### PROVIDED DATA
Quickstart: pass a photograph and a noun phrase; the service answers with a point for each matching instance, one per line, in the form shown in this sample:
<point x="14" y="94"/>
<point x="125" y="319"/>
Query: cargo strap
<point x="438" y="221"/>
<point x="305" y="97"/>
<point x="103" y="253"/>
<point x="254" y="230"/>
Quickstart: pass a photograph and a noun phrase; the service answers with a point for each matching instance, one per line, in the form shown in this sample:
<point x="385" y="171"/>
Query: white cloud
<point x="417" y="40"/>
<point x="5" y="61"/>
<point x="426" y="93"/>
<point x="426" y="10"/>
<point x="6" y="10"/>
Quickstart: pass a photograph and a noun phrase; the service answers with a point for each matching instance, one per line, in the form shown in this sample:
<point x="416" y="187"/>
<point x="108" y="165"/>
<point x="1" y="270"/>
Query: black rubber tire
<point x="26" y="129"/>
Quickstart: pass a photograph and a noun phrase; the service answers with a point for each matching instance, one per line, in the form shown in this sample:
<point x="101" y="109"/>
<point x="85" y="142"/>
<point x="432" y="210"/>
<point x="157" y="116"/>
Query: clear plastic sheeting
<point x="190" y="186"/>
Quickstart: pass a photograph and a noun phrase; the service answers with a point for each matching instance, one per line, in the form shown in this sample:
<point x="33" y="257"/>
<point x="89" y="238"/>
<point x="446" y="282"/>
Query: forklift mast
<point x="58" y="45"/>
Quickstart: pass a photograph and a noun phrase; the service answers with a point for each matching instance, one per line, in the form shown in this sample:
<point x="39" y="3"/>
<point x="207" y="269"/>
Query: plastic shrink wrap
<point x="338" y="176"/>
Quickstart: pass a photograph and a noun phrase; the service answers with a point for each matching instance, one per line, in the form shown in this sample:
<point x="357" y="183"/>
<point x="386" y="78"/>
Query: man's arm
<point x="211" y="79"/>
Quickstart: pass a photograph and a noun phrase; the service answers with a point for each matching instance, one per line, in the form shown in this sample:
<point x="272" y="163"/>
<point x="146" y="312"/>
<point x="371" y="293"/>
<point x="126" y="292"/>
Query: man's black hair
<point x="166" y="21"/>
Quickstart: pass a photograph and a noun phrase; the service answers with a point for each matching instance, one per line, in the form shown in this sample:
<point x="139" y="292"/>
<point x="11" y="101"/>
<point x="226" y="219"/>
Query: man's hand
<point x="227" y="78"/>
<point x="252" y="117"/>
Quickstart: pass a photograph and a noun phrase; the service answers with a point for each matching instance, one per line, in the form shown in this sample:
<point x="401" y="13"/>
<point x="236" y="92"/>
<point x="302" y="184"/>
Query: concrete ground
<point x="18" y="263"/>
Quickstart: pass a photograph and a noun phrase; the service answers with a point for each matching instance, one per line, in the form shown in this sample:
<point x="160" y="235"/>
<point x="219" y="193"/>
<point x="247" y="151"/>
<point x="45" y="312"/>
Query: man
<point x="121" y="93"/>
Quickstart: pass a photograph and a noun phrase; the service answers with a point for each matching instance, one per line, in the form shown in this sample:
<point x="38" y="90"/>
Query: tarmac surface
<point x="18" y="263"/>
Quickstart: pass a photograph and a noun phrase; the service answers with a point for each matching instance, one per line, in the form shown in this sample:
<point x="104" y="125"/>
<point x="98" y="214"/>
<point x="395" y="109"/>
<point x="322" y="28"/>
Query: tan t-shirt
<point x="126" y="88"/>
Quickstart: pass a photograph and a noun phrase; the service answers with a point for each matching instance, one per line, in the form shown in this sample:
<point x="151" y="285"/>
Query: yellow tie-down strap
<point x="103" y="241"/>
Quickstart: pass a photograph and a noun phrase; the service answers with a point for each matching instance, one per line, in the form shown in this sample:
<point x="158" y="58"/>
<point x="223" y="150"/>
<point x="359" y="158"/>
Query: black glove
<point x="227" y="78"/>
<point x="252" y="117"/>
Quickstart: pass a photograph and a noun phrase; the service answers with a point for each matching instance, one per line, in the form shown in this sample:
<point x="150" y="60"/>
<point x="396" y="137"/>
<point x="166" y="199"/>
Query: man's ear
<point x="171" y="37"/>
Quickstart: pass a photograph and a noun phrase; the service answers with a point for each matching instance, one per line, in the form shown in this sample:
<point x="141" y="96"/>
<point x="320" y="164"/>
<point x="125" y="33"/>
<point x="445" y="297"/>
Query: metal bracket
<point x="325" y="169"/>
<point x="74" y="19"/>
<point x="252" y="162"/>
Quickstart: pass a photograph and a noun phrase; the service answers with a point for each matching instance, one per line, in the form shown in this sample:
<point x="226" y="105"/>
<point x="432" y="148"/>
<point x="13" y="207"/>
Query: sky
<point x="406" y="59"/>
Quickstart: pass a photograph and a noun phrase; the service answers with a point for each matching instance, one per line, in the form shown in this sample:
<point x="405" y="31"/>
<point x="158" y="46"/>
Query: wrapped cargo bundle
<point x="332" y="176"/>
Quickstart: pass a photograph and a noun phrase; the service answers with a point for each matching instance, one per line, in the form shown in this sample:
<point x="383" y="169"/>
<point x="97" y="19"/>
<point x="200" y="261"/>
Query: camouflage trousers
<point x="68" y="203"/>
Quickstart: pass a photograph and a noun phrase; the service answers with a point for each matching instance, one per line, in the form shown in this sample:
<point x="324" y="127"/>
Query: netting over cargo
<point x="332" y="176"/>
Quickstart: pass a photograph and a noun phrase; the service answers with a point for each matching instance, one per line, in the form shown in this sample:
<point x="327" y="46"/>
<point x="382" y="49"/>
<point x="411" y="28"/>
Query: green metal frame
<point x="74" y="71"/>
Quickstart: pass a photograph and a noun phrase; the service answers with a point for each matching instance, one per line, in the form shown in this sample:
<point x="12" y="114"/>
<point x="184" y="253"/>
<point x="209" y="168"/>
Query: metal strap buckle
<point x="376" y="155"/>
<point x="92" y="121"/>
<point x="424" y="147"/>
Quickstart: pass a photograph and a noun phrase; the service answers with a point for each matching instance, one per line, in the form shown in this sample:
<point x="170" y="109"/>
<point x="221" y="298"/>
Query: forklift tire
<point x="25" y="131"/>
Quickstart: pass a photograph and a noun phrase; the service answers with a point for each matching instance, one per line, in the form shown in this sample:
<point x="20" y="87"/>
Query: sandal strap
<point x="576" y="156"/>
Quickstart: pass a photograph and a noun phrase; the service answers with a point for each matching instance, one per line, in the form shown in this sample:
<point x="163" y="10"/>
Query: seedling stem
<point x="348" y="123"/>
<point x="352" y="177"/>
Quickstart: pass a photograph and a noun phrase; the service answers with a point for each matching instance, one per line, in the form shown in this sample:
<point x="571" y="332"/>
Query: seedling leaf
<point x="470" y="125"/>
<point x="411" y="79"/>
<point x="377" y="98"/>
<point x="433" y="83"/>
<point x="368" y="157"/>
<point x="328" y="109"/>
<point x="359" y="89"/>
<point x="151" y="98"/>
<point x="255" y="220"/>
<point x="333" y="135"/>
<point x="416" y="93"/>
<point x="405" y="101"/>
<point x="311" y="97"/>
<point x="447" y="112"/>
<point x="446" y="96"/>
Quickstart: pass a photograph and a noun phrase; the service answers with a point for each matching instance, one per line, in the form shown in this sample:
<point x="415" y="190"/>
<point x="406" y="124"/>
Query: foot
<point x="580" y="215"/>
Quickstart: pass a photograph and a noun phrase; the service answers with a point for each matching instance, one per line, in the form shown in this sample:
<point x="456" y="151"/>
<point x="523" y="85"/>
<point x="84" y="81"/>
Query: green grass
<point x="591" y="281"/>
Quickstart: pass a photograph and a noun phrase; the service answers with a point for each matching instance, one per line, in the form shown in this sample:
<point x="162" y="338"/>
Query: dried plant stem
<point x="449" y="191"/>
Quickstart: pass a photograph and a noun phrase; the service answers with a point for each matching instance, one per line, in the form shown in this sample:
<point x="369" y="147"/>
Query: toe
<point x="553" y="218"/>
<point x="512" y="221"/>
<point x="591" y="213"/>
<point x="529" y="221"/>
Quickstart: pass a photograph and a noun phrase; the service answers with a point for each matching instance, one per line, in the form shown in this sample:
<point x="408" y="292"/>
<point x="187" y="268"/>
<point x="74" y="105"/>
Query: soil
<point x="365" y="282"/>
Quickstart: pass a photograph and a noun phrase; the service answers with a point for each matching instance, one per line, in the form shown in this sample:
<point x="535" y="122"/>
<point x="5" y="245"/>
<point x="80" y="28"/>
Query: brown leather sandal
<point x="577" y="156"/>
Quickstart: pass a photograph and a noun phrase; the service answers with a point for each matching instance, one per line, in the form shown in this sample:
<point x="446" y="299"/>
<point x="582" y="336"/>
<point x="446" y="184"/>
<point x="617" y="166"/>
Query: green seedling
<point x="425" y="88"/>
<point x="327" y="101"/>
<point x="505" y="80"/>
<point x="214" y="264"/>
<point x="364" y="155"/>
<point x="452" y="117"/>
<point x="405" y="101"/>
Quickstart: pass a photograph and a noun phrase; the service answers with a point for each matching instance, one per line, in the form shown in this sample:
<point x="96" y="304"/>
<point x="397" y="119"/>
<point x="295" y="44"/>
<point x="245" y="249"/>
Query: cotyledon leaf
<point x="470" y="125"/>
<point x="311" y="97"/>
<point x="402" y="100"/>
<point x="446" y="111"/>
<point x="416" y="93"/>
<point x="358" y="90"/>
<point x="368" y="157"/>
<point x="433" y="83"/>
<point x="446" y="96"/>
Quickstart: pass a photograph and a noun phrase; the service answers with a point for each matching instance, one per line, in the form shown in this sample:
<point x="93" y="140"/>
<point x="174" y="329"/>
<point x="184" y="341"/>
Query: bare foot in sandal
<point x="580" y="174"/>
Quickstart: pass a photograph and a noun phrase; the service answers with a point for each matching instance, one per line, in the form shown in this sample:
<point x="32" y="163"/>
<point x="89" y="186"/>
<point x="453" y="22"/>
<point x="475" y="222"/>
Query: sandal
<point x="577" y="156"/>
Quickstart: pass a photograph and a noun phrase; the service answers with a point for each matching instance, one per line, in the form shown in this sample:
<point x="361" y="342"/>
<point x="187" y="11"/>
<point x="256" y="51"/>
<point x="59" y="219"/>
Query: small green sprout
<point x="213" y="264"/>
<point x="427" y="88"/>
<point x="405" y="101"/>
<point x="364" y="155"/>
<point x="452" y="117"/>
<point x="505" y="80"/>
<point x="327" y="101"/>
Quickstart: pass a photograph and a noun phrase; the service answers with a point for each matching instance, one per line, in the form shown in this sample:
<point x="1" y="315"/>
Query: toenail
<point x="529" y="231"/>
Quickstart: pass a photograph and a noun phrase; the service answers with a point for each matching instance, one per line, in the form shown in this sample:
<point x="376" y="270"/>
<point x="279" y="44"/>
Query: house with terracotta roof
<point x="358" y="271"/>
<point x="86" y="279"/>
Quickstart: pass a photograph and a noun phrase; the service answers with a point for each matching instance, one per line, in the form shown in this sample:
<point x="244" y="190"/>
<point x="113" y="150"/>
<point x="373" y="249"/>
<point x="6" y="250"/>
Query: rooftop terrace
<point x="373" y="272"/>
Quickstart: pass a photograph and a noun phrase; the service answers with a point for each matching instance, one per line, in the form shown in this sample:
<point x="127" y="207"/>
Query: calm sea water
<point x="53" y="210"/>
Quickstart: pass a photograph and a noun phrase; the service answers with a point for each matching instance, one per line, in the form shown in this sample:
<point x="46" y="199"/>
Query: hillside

### TASK TO CARRY OUT
Count the lines in the items above that contain the word "sandal", and reply with the number alone.

### COMPLETED TASK
4